Top of Provided material

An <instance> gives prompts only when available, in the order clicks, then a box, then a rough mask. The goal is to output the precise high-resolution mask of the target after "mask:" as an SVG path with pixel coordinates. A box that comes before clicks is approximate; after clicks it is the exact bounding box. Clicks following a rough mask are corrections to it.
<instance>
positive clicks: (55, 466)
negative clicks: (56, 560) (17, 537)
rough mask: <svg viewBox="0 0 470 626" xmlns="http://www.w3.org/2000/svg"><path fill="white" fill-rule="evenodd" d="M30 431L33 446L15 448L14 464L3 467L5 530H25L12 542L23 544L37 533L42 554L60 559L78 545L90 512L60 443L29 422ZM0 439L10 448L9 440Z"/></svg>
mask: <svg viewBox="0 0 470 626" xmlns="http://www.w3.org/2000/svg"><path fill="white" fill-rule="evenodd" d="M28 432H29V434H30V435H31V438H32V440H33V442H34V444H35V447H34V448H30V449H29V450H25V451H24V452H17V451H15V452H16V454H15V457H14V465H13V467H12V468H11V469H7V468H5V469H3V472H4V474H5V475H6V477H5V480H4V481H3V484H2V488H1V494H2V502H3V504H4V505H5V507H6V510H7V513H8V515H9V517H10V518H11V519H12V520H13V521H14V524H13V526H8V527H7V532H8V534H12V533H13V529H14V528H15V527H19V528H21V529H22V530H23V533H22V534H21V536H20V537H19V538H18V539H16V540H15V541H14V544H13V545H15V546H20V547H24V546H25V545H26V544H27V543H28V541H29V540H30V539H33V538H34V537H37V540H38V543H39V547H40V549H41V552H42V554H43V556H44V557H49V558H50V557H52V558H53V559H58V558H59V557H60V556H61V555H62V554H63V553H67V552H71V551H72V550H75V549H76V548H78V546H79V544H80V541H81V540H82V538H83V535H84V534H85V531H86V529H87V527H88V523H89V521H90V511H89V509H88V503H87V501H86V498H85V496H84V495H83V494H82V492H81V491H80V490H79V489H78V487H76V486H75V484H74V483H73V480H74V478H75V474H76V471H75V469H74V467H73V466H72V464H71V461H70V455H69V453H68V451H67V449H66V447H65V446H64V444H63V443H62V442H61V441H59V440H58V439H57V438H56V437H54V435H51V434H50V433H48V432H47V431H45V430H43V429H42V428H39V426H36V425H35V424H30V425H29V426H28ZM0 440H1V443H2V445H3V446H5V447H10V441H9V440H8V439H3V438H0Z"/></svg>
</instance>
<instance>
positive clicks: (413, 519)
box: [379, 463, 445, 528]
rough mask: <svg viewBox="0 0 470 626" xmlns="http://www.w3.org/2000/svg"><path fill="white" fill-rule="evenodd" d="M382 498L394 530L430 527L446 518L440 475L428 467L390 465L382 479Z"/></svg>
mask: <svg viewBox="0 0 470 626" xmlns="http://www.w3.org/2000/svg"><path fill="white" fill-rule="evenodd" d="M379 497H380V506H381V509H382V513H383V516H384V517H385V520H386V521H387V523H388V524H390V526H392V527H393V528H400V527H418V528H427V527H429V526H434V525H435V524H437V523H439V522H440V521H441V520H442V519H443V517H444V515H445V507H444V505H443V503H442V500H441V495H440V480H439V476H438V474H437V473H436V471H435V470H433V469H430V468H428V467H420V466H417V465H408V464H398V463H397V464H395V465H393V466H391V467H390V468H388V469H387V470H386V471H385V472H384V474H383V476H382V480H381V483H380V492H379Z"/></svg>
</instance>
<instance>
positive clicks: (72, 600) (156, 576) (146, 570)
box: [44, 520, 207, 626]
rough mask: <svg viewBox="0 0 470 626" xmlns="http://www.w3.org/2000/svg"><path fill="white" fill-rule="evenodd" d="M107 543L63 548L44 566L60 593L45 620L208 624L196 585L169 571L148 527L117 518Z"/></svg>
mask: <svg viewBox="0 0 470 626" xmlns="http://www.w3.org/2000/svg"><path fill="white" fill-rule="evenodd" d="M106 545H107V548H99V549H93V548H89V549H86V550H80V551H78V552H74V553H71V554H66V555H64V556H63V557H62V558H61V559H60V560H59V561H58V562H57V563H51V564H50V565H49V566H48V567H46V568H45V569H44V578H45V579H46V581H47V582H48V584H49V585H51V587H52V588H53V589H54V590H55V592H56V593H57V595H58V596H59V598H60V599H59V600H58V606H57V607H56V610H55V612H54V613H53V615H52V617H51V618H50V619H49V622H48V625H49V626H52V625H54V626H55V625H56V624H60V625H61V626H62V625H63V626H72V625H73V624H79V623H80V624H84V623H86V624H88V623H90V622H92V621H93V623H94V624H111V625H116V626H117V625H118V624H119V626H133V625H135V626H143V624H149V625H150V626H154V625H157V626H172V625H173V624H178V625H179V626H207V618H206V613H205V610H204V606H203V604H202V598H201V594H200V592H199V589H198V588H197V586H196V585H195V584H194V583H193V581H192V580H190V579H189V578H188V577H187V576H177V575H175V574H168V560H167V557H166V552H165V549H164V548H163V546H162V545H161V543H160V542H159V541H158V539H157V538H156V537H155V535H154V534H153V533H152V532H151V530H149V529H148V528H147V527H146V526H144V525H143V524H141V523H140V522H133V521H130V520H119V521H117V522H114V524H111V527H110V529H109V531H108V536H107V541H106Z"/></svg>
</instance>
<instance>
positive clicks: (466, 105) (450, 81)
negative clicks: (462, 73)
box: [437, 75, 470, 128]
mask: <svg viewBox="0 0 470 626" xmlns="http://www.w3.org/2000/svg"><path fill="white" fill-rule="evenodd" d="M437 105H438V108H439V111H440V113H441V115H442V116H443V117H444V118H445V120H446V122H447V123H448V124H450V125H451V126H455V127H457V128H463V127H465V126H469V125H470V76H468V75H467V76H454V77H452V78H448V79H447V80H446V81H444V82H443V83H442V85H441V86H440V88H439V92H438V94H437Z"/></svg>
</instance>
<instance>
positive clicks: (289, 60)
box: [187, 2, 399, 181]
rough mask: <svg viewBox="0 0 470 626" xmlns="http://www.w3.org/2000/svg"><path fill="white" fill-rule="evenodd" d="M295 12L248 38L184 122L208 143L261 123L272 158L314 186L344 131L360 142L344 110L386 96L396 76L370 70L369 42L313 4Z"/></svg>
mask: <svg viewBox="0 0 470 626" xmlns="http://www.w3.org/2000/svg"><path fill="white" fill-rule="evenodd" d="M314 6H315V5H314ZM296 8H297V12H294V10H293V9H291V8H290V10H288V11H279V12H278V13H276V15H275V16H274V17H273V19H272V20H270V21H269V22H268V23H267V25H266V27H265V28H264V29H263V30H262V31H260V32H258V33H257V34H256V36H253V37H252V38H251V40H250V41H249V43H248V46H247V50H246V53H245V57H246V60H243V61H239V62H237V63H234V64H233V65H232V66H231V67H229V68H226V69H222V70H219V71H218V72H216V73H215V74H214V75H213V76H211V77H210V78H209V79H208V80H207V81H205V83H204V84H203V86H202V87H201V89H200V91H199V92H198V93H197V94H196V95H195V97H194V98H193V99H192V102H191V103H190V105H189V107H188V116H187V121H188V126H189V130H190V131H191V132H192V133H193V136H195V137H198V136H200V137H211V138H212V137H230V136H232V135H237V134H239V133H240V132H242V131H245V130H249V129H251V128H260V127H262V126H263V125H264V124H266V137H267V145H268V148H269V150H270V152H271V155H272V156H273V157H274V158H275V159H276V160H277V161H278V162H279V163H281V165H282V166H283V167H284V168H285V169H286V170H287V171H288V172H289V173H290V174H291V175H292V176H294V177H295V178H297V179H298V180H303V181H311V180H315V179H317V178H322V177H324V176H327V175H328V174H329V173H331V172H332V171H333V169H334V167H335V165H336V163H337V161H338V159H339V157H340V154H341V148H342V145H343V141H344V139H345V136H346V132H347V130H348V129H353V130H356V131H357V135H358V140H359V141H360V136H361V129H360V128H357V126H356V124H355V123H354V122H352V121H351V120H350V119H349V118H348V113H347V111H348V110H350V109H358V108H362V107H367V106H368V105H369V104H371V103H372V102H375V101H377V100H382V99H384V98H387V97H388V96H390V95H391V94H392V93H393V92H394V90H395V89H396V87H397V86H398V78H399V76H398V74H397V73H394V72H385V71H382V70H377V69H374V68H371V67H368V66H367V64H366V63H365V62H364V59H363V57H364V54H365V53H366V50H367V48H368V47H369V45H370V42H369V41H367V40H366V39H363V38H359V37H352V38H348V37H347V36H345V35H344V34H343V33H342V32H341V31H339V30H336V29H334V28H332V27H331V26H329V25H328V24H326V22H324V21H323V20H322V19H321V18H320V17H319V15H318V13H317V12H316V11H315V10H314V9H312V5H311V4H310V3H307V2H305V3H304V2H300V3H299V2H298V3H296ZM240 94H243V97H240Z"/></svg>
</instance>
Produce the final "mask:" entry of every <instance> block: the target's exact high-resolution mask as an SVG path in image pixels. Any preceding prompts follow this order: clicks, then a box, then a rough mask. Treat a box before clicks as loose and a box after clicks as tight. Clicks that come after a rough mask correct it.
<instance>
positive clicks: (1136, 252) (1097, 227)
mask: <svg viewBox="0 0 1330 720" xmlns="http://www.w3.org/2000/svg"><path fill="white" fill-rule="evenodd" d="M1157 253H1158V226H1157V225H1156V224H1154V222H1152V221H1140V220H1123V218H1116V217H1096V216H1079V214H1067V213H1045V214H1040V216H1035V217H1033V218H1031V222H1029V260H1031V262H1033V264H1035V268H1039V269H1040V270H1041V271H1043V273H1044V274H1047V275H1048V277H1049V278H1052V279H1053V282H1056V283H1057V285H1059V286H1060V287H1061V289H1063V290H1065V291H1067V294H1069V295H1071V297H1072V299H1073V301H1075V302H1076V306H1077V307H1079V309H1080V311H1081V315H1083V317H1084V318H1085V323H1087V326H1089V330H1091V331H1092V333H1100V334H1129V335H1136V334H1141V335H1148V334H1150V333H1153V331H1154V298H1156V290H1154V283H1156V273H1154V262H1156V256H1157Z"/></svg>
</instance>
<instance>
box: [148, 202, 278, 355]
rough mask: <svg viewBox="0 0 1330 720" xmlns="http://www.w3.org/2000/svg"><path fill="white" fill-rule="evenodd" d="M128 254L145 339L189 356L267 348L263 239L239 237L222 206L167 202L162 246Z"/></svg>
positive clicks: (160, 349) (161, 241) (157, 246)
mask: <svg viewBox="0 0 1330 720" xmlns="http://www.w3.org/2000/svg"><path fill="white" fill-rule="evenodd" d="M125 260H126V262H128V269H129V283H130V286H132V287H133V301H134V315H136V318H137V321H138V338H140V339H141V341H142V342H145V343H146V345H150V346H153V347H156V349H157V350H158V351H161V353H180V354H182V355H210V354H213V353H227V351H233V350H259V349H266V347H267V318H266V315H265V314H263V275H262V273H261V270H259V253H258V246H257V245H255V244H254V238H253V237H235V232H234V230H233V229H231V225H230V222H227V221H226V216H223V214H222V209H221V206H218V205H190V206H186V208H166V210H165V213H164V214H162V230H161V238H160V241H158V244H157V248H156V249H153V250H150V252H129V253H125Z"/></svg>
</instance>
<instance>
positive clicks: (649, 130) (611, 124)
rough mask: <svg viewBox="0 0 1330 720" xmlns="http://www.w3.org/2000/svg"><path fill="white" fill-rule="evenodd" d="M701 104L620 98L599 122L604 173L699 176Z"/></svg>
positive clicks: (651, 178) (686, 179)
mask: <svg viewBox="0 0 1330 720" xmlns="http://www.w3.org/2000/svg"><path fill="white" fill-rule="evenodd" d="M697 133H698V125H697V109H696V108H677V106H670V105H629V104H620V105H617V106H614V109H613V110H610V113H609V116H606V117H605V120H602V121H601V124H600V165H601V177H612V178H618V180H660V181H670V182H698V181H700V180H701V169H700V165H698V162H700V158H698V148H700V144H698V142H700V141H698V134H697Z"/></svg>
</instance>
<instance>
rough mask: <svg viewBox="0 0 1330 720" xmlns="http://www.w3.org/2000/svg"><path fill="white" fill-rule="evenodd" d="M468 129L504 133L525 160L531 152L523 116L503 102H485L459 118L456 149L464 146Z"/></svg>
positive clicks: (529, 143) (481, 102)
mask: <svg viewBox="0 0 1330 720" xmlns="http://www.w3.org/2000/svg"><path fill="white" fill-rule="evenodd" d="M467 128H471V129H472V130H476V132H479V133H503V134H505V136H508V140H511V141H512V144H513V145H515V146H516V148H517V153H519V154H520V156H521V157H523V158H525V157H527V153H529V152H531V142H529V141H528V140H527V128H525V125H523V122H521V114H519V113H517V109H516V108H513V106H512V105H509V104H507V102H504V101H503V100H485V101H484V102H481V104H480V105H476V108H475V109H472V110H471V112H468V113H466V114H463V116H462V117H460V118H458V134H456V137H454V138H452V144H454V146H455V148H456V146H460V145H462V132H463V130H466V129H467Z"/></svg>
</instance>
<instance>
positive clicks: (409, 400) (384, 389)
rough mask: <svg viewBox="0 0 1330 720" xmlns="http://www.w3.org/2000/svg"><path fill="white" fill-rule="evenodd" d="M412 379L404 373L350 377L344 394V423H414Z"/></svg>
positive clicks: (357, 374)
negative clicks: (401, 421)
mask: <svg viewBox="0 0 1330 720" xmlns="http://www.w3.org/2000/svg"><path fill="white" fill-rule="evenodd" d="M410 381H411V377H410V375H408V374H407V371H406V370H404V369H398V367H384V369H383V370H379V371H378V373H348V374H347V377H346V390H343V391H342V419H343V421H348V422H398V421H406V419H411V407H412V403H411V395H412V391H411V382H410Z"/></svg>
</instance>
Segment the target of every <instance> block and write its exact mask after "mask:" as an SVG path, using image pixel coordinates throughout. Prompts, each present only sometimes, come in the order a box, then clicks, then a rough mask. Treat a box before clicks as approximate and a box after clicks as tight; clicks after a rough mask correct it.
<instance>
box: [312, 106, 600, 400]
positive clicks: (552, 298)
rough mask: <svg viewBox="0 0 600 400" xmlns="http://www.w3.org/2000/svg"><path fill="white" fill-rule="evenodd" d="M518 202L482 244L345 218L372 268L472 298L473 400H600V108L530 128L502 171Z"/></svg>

Bottom of Provided material

Task details: Your task is to return, exactly and on their own, the lines from the one containing "positive clicks: (552, 298)" through the last line of the listing.

The answer:
positive clicks: (552, 298)
rough mask: <svg viewBox="0 0 600 400" xmlns="http://www.w3.org/2000/svg"><path fill="white" fill-rule="evenodd" d="M518 202L482 244L345 218L372 268L472 298L473 400H600V108L530 128L502 171Z"/></svg>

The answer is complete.